Carry on the mailing-list message about calculating a radius from GPS coordinates, picking up right after its last line.

| SELECTED TEXT |
--- START ---
[OSM-dev] Question about Calculating Radius from GPS cord
Fire Girl
firegirl at amorous.com
Sat Aug 9 03:03:50 BST 2008
Rogier (and David too :) This is quite exciting. Based on this, I think
I can formulate something. Thank you for making me understand.
have a great day !! ~~
----- Original Message -----
From: "Rogier Wolff"
To: "Fire Girl"
Subject: Re: [OSM-dev] Question about Calculating Radius from GPS
cord
Date: Fri, 8 Aug 2008 21:41:52 +0200
On Fri, Aug 08, 2008 at 11:02:15AM -0500, Fire Girl wrote:
> I think I am following you! :)
>
> Here is the math I have so far....
>
> Calculation: 5 miles
I'm assuming radius, not diameter. So we'll get a ~10mile square.
> of: 45.5 latitude
> and: 25.5 longitude
Note that Milo thinks this is inaccurate. He's right. But these
"quick" calculations are very efficient. If for example, you want to
select all OSM objects within 5 miles distance from a certain
coordinate, you damn well better do THIS math first, and only then
use
proper geo-valid formulas to select the real ones.
The reason is that if you put all objects in the database through the
"calculate-distance-to-reference-point" formula, this will take ages,
but selecting on a 10 mile min longitude / max longitude and min
latitude max latitude first will be fast: There should be an index
on those elements of the database.
Now for some applications, the "quick-n-dirty" method is already good
enough.
So.... here we go.
kmpermile = 1.609;
circumferencekm = 40000;
circumferencemile = circumferencekm / kmpermile;
radius = 5; // Miles!
latitude = 45.5; // North
longitude = 25.5; // east!
delta = radius / (circumferencemile / 360);
latmin = latitude - delta;
latmax = latitude + delta;
longmin = longitude - delta / cos (latitude);
longmax = longitude + delta / cos (latitude);
which according to my calculator comes to:
latmin = 45.42759500000000000000
latmax = 45.57240500000000000000
longmin = 25.39669848650172993913
longmax = 25.60330151349827006087
Apparently the cosine changes by about 1 in 776 on this 5 mile
stretch
of earth. So this square is only about 9.987 miles wide at the north
end, and 10.013 miles wide a the south end.
Similar differences can be expected to crop up because the earth is
not a perfect sphere.
Roger.
>
> -------------------------------
>
> so, for the latitude, (i.e. add and subtract 2.5/69ths of a degree
of
> latitude)
>
> With 5 miles assumed, and using that forumla, the distance from
45.5
> would be:
>
> 45.505797 (on the plus side)
> 45.494203 (on the minus side)
>
> Right? :)
>
>
> but on the Longitude side, (i.e. 2.5/f) .... f = 69 * sin(latitude)
--- END ---
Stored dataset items
--- START ---
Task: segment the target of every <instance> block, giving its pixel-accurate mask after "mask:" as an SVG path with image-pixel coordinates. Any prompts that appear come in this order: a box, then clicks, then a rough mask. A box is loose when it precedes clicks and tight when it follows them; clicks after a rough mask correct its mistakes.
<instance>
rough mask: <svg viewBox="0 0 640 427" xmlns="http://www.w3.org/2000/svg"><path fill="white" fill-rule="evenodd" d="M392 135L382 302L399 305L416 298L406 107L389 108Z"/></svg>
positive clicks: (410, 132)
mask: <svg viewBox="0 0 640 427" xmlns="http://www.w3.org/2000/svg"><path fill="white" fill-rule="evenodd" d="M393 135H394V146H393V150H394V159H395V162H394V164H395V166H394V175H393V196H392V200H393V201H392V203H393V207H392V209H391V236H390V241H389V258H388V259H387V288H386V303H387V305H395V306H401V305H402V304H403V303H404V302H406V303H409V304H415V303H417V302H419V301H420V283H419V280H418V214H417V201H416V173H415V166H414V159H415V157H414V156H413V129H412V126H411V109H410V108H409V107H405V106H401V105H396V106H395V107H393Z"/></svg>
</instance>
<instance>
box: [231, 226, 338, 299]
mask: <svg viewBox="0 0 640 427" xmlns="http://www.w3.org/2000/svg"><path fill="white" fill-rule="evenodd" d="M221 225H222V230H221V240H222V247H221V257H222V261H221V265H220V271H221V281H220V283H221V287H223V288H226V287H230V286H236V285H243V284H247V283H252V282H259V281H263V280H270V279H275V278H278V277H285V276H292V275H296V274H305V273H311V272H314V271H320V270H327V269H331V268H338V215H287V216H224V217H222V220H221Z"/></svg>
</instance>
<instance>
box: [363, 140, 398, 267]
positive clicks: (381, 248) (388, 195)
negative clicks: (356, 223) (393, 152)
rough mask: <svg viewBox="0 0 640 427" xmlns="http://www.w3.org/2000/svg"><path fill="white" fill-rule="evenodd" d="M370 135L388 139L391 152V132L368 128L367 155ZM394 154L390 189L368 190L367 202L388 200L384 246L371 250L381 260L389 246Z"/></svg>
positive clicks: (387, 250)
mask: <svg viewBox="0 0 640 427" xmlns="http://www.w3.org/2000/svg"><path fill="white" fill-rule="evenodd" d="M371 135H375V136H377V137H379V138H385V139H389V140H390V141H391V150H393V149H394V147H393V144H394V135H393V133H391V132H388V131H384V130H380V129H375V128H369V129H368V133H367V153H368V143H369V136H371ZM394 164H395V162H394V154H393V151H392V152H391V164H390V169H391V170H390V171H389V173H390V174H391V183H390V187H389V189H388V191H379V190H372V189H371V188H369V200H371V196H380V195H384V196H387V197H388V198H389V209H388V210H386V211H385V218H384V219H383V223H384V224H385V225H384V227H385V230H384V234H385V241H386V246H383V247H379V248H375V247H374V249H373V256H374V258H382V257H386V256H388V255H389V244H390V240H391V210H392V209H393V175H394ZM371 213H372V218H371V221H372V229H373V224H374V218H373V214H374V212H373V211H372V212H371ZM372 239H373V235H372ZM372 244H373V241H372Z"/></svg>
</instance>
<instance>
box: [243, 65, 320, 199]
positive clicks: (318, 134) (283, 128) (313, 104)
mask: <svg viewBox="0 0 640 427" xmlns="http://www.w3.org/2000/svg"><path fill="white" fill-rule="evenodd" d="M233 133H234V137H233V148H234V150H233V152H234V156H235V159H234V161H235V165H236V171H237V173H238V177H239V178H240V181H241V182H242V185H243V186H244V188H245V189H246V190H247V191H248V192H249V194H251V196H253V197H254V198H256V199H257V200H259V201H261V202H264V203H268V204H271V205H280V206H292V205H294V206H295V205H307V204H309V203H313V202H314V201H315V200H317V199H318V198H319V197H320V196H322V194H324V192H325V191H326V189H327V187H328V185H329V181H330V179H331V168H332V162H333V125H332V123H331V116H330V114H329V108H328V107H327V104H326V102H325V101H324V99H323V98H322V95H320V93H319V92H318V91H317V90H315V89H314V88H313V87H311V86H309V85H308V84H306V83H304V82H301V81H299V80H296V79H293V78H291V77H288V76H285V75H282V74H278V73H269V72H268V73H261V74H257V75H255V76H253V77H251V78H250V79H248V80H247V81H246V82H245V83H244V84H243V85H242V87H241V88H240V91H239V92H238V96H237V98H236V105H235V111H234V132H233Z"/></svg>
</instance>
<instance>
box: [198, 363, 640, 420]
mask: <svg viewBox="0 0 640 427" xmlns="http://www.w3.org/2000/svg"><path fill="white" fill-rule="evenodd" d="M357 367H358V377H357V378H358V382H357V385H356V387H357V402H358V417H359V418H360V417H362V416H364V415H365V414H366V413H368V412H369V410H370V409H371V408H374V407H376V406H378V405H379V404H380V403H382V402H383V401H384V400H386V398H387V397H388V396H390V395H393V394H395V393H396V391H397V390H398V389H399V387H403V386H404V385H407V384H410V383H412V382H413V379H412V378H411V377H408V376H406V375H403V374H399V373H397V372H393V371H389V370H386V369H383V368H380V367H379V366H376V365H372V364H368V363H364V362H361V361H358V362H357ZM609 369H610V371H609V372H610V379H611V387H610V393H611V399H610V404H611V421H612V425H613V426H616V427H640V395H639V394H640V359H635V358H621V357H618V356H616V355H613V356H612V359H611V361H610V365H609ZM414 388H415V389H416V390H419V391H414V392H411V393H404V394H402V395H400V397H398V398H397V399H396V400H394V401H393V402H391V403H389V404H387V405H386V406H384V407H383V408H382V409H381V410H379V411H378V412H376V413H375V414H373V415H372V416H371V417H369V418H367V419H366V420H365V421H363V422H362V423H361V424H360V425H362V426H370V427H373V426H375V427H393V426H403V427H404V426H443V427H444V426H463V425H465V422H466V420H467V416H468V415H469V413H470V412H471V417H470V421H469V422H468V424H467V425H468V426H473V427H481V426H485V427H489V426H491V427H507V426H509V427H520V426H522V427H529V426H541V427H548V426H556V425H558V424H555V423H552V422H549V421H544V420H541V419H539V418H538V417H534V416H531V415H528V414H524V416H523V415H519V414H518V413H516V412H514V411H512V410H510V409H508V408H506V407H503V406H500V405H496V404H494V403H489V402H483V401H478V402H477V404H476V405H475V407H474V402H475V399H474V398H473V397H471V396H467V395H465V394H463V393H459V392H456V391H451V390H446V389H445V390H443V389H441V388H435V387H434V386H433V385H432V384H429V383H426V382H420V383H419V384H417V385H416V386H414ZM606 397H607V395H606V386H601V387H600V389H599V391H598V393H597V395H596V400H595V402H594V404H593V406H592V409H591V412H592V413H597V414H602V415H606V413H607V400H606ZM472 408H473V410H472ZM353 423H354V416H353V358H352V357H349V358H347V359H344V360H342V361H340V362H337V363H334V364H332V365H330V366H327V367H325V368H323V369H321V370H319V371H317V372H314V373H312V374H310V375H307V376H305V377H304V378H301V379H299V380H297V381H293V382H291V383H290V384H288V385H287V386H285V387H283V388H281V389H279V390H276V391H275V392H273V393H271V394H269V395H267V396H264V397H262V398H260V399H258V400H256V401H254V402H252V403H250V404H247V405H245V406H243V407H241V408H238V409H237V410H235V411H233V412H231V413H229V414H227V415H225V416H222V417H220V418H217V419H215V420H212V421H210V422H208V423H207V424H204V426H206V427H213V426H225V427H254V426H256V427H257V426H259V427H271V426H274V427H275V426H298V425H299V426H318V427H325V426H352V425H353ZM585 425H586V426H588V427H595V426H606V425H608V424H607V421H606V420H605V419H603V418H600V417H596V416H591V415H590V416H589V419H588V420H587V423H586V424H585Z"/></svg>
--- END ---
| ANSWER TO THE EXERCISE |
>
> .... i am not so clear what Latitude number I should be using there
and
> what that might look like. How do I look at least so far in my
> calculations? :) ----- Original Message -----
> From: "David Earl"
> To: "Fire Girl"
> Subject: Re: [OSM-dev] Question about Calculating Radius from GPS
> cord
> Date: Fri, 08 Aug 2008 16:02:10 +0100
>
>
> On 08/08/2008 14:30, Fire Girl wrote:
> > I am working with OSM data, and would like to be able to spec out
> > 5 mile bounding boxes from certain GPS points.
> >
> > After research into this problem, I am to understand that each
> > degree of latitude is approximately 69 miles (111 kilometers)
> > apart with a slight variance (68.703 - 69.407 miles) between the
> > equator and the poles, and that each degree of longitude is
> > widest at the equator @ 69.172 miles (111.321 kilometers) and
> > gradually shrinks to zero at the poles. : ) :)
> >
> > So what does this mean? If I want to take a input point, like
lets
> say,
> >
> > 167.9 lat
> > -29.1 lon
> >
> > or
> >
> > -63.1
> > 18.1
> >
> > Can someone say with authority, what the 'calculus' would be to
> > definitivly construct a NSWE bounding box with a 5 mile radius
> > around those points?.... that would be basically close enough or
> > accurate? :)
>
>
> If you want accuracy, then you are asking the wrong question,
> because the "bounding box" will be a curved section of a surface of
> the earth (or, rather, the approximation to it defined by the
> ellipsoid for the datum you're using for the lat/lon coordinates -
> unless you want to start taking altitude and terrain into account),
> not a flat straight-edged box. So if you want to talk in terms of
> flat bounding boxes, you have to start asking "in what projection?"
> etc.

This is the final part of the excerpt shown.